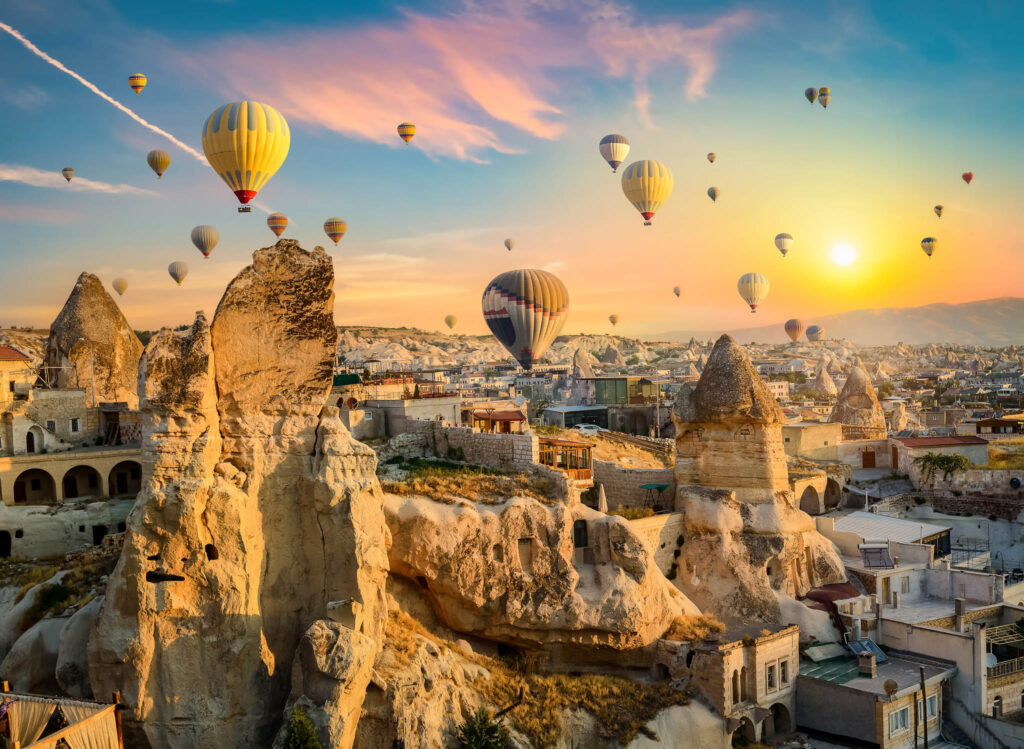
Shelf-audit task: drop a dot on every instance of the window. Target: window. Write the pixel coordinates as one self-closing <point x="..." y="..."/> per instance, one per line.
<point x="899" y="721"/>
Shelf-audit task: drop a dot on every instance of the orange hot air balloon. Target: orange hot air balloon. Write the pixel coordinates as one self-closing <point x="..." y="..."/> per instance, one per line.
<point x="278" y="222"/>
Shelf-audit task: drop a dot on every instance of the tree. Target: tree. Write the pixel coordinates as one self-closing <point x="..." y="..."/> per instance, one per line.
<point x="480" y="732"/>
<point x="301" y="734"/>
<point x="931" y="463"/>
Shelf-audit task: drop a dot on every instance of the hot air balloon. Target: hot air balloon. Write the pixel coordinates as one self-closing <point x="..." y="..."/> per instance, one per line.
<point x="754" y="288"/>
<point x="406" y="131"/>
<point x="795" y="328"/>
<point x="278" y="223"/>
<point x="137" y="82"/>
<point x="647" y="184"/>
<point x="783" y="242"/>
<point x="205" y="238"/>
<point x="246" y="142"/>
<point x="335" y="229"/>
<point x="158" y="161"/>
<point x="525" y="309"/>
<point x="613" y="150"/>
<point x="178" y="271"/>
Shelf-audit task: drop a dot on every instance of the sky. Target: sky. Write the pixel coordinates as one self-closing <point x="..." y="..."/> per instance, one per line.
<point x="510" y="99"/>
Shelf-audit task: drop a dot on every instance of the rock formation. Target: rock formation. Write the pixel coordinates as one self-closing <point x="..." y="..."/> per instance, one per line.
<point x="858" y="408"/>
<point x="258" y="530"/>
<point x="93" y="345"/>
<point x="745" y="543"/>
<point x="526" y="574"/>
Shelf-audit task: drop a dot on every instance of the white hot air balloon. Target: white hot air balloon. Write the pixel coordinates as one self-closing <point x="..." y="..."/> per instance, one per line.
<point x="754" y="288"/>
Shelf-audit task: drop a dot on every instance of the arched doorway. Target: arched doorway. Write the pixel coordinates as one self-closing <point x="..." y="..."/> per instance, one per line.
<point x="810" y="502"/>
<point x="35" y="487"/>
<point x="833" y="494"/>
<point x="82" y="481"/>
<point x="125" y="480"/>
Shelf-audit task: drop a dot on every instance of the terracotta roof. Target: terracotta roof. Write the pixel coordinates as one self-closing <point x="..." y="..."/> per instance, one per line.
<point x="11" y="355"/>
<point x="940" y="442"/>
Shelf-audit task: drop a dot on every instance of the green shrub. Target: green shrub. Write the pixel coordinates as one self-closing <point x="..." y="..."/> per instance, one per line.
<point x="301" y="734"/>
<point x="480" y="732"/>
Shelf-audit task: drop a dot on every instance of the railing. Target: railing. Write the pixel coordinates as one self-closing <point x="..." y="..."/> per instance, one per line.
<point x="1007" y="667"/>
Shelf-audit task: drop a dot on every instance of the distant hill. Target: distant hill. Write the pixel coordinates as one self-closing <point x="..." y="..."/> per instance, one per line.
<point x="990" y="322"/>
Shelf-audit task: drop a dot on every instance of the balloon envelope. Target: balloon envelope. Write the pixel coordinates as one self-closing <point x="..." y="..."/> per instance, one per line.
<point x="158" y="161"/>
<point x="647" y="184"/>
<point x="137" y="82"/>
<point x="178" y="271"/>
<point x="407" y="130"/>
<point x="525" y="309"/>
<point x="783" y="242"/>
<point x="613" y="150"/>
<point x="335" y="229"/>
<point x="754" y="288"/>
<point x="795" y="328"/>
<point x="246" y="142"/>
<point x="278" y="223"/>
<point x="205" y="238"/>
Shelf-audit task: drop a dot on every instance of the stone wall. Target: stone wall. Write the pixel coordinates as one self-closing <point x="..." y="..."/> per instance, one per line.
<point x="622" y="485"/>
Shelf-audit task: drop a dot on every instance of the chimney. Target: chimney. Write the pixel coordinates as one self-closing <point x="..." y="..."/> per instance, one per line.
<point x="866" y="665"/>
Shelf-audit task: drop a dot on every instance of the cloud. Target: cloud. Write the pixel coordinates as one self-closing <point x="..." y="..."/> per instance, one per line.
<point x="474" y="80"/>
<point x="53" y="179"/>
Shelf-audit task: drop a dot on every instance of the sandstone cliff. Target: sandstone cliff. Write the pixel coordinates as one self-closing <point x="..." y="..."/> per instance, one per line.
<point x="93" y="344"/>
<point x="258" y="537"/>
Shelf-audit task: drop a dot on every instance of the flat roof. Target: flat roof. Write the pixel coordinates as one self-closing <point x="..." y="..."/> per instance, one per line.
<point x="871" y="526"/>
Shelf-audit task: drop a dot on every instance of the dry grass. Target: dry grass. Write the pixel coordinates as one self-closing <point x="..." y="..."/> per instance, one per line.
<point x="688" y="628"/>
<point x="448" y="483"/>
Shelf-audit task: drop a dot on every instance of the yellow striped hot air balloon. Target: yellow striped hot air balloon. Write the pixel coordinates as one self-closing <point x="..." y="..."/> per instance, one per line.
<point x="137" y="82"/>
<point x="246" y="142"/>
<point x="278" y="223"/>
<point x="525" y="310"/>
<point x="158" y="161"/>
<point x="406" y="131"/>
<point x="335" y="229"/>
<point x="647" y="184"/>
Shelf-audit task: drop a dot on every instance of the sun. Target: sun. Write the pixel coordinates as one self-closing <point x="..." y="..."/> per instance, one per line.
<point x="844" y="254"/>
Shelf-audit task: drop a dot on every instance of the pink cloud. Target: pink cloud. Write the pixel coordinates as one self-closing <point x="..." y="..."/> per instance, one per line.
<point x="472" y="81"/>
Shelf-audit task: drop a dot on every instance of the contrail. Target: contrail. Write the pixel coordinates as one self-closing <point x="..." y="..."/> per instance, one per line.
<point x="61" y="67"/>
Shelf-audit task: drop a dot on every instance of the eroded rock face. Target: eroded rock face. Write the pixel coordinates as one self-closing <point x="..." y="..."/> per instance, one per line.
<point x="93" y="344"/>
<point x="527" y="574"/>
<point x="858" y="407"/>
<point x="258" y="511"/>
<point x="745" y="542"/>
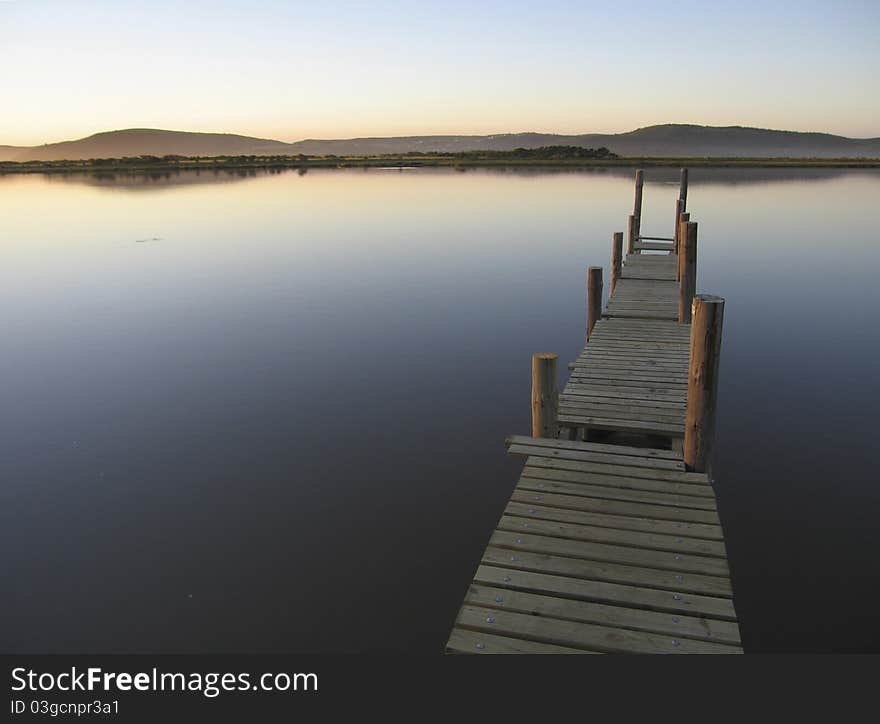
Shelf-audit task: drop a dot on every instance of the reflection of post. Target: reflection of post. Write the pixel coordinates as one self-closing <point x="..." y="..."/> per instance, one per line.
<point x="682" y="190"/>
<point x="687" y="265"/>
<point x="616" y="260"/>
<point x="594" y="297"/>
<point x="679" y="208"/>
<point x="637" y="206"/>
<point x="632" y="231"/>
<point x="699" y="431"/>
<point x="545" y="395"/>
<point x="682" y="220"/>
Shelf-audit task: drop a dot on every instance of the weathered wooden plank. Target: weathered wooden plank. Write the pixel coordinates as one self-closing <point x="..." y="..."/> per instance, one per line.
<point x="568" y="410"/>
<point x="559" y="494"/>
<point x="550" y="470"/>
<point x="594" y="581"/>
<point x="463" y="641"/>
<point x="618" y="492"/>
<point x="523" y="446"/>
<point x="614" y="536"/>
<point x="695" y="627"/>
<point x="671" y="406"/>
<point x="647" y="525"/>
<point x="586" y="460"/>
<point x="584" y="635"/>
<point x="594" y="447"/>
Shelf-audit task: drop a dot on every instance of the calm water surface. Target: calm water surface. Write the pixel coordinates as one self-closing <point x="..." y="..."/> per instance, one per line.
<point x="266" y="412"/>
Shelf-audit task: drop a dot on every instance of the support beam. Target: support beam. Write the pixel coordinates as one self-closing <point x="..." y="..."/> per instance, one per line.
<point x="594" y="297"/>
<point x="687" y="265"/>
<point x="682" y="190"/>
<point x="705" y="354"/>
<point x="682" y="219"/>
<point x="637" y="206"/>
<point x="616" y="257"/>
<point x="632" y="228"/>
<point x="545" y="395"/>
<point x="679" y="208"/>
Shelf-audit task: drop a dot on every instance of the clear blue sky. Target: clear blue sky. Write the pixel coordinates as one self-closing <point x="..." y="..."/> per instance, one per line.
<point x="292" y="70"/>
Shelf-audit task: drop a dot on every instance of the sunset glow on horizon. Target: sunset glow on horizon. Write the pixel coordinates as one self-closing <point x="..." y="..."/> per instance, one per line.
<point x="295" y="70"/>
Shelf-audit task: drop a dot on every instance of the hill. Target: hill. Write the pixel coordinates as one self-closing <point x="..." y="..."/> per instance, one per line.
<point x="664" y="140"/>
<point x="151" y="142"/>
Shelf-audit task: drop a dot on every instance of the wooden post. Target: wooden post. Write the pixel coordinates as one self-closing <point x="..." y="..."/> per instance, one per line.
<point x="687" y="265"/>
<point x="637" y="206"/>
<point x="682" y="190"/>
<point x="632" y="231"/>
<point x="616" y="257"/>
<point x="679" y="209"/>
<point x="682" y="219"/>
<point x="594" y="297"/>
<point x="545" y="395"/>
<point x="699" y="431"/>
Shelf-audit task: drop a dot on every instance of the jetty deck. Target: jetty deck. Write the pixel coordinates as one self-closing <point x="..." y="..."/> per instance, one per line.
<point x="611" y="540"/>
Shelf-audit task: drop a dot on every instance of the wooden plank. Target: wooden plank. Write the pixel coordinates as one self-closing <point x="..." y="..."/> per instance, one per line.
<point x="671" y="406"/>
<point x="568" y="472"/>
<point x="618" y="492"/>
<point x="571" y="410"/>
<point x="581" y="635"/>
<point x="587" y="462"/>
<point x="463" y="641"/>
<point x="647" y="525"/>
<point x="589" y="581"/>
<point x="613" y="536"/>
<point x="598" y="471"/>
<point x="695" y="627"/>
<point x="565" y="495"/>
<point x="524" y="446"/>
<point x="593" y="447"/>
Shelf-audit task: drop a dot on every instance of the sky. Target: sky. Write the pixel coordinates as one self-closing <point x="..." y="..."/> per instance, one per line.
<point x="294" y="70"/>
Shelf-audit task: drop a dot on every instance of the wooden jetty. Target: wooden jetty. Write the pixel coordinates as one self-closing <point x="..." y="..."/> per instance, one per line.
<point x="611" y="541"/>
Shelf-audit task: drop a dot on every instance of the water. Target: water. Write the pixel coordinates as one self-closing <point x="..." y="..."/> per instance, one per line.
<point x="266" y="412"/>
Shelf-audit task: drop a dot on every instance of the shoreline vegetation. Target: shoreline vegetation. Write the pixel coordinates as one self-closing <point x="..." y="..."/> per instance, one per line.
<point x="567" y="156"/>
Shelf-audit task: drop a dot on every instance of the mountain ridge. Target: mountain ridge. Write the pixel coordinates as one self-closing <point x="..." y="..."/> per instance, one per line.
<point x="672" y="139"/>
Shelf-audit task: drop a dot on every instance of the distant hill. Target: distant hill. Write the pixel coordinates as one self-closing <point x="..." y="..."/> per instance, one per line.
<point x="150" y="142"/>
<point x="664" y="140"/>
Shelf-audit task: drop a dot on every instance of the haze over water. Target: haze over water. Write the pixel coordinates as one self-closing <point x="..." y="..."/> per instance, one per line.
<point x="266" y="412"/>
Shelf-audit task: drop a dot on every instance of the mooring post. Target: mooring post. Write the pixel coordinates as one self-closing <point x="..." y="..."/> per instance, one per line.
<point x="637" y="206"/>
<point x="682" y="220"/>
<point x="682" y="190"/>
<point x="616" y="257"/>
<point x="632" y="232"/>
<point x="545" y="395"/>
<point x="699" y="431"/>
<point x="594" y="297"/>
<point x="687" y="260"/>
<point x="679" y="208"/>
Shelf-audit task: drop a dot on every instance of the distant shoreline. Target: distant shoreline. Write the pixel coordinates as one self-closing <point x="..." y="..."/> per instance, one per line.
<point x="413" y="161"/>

········

» AIM OF THE TASK
Everything from the line containing "Shelf-audit task: drop a dot on every instance of the shoreline" through the final line of the listing, inclusive, must be reproduced exactly; leave out the rest.

» EXERCISE OUTPUT
Shelf-audit task: drop a dot on every instance of the shoreline vegetation. Target: shoreline vegetation. Write the pixel coordinates as one self-closing <point x="..." y="..."/> per instance, one per line.
<point x="567" y="156"/>
Shelf-audit task: drop a dot on every instance of the mountain ridge. Target: mountain ridge. Write the pixel coordinates as one self-closing <point x="..." y="..."/> per instance, one per line.
<point x="672" y="139"/>
Shelf-audit task: drop a dot on every instance of the distant hill. Target: distant hill. Write the pixel coordinates as one self-closing <point x="..." y="..."/> per instance, one per line.
<point x="150" y="142"/>
<point x="664" y="140"/>
Shelf-audit task: drop a dot on every instance of the haze over water. Target: haze over water. Write the pixel coordinates as one self-closing <point x="..." y="..."/> per instance, one per line.
<point x="266" y="412"/>
Shelf-audit task: drop a dot on every instance of the mooring post. Target: mooring post. Write the pixel coordinates as one self-closing <point x="..." y="..."/> per instance, one per line.
<point x="637" y="206"/>
<point x="682" y="220"/>
<point x="682" y="190"/>
<point x="616" y="257"/>
<point x="632" y="232"/>
<point x="545" y="395"/>
<point x="699" y="431"/>
<point x="594" y="297"/>
<point x="687" y="260"/>
<point x="679" y="208"/>
Shelf-audit task: drop a dot on every instance of the distant shoreline. Target: distant shoreline. Write the pixel coordinates as one self-closing <point x="..." y="..."/> per instance, one per line.
<point x="413" y="161"/>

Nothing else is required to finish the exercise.